**Job**
Reproduce each line of the records below without any change, and omit the pictures from your reply.

**Coordinate annotation entries**
══════════

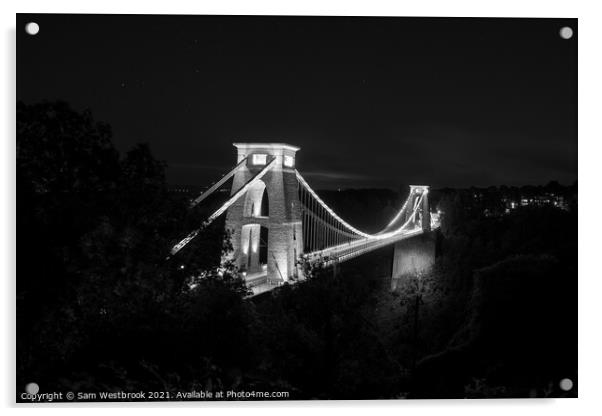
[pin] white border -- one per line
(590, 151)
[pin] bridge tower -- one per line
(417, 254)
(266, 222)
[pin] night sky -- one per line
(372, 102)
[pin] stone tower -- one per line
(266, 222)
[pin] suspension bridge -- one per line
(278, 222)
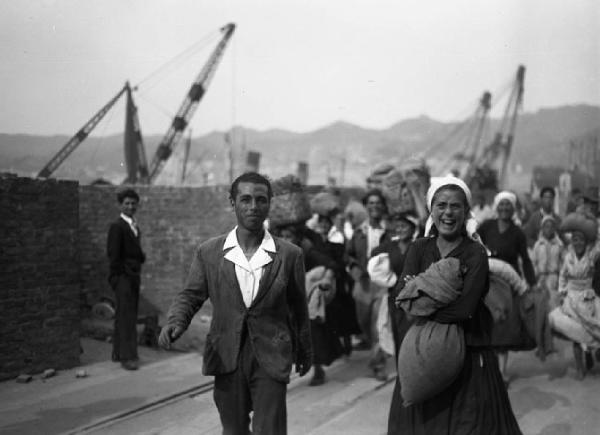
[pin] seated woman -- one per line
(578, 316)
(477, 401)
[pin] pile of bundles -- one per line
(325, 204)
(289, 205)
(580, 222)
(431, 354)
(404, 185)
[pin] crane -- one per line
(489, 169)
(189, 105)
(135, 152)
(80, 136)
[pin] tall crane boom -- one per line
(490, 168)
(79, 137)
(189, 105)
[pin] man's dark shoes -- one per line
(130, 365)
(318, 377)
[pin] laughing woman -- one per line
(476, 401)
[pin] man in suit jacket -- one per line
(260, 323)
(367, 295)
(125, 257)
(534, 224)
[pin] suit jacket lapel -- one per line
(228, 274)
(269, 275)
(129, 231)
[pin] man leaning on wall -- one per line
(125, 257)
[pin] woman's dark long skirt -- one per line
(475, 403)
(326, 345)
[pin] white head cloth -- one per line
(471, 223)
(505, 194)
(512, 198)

══════════

**Final result**
[pin] white border -- one per line
(590, 151)
[pin] bridge tower -- one per line
(417, 254)
(266, 222)
[pin] night sky -- one per line
(372, 102)
[pin] stone tower -- one per line
(266, 222)
[pin] suspension bridge -- one per line
(278, 222)
[pin] seated woman -- one per line
(578, 316)
(477, 401)
[pin] pile of bundles -- one per line
(325, 204)
(289, 205)
(580, 222)
(431, 354)
(404, 185)
[pin] crane -- one per line
(489, 169)
(189, 105)
(135, 152)
(80, 136)
[pin] tall crane boom -- one per line
(490, 168)
(79, 137)
(189, 105)
[pin] man's dark shoes -- one per line
(130, 365)
(318, 377)
[pin] laughing woman -- one per line
(476, 401)
[pin] man in suit jacket -- one per line
(260, 323)
(367, 295)
(125, 257)
(534, 224)
[pin] suit jacket lapel -- one per line
(228, 274)
(269, 275)
(129, 231)
[pin] man leaning on wall -- one per line
(125, 257)
[pin] woman's dark long skirt -- one per line
(475, 403)
(326, 345)
[pin] white head cloth -- one per line
(471, 223)
(505, 194)
(512, 198)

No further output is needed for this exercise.